=== WORK TO BE COMPLETED ===
The whole listing below needs to be retyped without a single change.

= = = = = = =

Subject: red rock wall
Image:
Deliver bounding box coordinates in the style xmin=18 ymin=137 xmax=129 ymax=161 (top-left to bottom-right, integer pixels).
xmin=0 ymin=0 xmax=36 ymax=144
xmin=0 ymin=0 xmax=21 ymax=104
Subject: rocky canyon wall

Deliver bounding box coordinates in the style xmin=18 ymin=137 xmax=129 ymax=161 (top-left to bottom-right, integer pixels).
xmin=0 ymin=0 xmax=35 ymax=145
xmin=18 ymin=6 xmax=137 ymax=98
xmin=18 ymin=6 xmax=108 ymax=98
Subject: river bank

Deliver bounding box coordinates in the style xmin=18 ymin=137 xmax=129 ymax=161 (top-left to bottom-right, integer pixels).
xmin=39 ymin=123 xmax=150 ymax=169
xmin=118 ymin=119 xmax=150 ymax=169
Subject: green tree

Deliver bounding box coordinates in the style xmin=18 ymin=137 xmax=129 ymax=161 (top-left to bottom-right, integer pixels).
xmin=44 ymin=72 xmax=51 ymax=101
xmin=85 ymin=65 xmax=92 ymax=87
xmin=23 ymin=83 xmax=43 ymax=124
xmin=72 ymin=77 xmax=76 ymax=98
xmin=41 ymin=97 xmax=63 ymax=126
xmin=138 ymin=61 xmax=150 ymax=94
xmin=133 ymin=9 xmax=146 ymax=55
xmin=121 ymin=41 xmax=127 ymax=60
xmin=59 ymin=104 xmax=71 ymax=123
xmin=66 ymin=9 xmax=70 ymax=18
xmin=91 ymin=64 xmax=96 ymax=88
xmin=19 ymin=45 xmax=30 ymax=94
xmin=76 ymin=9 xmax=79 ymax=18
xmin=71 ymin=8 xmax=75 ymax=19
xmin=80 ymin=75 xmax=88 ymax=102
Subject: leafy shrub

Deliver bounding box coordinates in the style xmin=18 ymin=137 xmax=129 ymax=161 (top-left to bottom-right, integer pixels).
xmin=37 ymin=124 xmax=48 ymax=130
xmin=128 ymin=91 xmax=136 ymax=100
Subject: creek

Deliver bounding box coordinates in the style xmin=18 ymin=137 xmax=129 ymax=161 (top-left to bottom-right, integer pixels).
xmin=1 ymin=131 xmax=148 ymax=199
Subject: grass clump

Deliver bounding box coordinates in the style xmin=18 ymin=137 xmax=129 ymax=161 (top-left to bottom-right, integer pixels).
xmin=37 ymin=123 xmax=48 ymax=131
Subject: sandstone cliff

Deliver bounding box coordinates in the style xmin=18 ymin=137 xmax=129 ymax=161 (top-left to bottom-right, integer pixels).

= = = = = = =

=== TASK OUTPUT ===
Subject: red rock wall
Image:
Deliver bounding box coordinates in the style xmin=18 ymin=137 xmax=129 ymax=161 (top-left to bottom-right, integer pixels).
xmin=0 ymin=0 xmax=36 ymax=144
xmin=0 ymin=0 xmax=21 ymax=104
Subject: rocky canyon wall

Deliver bounding box coordinates in the style xmin=18 ymin=137 xmax=129 ymax=161 (top-left to bottom-right, integer pixels).
xmin=0 ymin=0 xmax=35 ymax=145
xmin=18 ymin=6 xmax=137 ymax=98
xmin=18 ymin=6 xmax=108 ymax=98
Subject: river bank

Deliver bounding box coordinates in the style xmin=18 ymin=137 xmax=129 ymax=161 (top-left to bottom-right, integer pixels).
xmin=39 ymin=123 xmax=150 ymax=169
xmin=118 ymin=119 xmax=150 ymax=169
Subject: green tree

Deliver bounding box coordinates in the style xmin=18 ymin=137 xmax=129 ymax=161 (top-left to bottom-right, integer pixels).
xmin=44 ymin=72 xmax=51 ymax=101
xmin=85 ymin=65 xmax=92 ymax=87
xmin=23 ymin=83 xmax=43 ymax=124
xmin=72 ymin=77 xmax=76 ymax=98
xmin=41 ymin=97 xmax=63 ymax=126
xmin=138 ymin=61 xmax=150 ymax=94
xmin=133 ymin=9 xmax=146 ymax=55
xmin=121 ymin=41 xmax=127 ymax=60
xmin=59 ymin=104 xmax=71 ymax=123
xmin=66 ymin=9 xmax=70 ymax=18
xmin=91 ymin=64 xmax=96 ymax=88
xmin=19 ymin=45 xmax=30 ymax=94
xmin=76 ymin=9 xmax=79 ymax=18
xmin=71 ymin=8 xmax=75 ymax=19
xmin=80 ymin=75 xmax=88 ymax=102
Subject: leafy shrub

Deliver bounding box coordinates in the style xmin=18 ymin=137 xmax=129 ymax=161 (top-left to bottom-right, integer pixels).
xmin=37 ymin=124 xmax=48 ymax=130
xmin=128 ymin=91 xmax=136 ymax=100
Subject: creek

Deliver bounding box coordinates in the style xmin=18 ymin=137 xmax=129 ymax=161 (top-left to bottom-right, integer pixels).
xmin=1 ymin=131 xmax=148 ymax=199
Subject: grass clump

Deliver bounding box coordinates in the style xmin=18 ymin=137 xmax=129 ymax=161 (top-left to bottom-right, integer pixels).
xmin=37 ymin=123 xmax=48 ymax=131
Subject: sandstone cliff

Deliver bounding box coordinates in the style xmin=18 ymin=137 xmax=129 ymax=161 (top-left to bottom-right, integer pixels).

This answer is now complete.